**ACTIVITY 1**
In the Madani text, reproduce the stretch from "The projector, a" through "in the void." word for word.
**ACTIVITY 2**
Answer these questions from the Madani text:
(a) What size range do the works cover?
(b) Which two pieces are said to recall the codes of Francis Bacon?
(c) What themes do the "rear projections" express?

**DOCUMENT EXTRACT**
—————

The projector, a recurring Madani icon, signifies amplification and propagation as well as an awareness of the audience. Projections facing outwards symbolise life, creativity and desire, while the ‘rear projections’ that radiate from men’s bottoms express themes of death, digestion and endings. Madani’s manipulation of scale – works range from 40 cm to over four metres – mounts tension in the exhibition space, as viewers zoom in and out of her narratives. Her central figures are often enveloped in empty space, with pieces like Boxed Head (2011) and Guts (2011) recalling the codes of Francis Bacon. Seated figures appear both suffocated by the domestic setting and suspended in the void.

—————

**EXERCISE DATA**
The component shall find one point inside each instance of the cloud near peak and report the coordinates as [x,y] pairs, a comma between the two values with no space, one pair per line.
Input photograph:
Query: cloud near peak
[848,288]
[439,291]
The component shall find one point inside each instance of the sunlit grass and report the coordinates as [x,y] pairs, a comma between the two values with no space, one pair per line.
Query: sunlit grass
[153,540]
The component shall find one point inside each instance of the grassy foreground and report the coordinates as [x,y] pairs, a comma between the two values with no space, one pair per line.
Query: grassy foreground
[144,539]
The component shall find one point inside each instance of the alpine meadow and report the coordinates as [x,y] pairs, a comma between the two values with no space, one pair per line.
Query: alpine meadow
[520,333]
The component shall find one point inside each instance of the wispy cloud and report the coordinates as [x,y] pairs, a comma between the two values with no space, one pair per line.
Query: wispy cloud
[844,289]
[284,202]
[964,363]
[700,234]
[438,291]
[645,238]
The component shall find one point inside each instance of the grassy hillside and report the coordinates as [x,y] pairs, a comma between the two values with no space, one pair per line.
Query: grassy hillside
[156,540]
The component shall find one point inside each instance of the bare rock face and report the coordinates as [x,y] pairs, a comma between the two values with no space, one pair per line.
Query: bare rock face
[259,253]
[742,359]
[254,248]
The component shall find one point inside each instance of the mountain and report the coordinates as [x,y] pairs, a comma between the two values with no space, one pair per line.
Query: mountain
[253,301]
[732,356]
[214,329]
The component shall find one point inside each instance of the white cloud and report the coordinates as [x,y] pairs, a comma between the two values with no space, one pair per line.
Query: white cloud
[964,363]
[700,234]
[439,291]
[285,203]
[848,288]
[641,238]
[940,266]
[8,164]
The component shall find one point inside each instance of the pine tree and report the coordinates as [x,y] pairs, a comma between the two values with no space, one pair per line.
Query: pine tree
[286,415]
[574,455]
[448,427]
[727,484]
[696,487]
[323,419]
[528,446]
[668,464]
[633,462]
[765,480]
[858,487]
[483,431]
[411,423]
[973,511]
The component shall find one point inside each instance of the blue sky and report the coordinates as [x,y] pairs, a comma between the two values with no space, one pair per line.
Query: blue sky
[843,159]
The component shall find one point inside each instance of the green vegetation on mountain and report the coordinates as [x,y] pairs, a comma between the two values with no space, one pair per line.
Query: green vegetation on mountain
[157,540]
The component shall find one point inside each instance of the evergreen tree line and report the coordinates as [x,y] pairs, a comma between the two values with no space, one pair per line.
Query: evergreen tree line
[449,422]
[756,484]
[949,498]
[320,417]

—————

**ANSWER SPACE 1**
The projector, a recurring Madani icon, signifies amplification and propagation as well as an awareness of the audience. Projections facing outwards symbolise life, creativity and desire, while the ‘rear projections’ that radiate from men’s bottoms express themes of death, digestion and endings. Madani’s manipulation of scale – works range from 40 cm to over four metres – mounts tension in the exhibition space, as viewers zoom in and out of her narratives. Her central figures are often enveloped in empty space, with pieces like Boxed Head (2011) and Guts (2011) recalling the codes of Francis Bacon. Seated figures appear both suffocated by the domestic setting and suspended in the void.

**ANSWER SPACE 2**
(a) From 40 cm to over 4 m.
(b) Boxed Head (2011) and Guts (2011).
(c) Death, digestion and endings.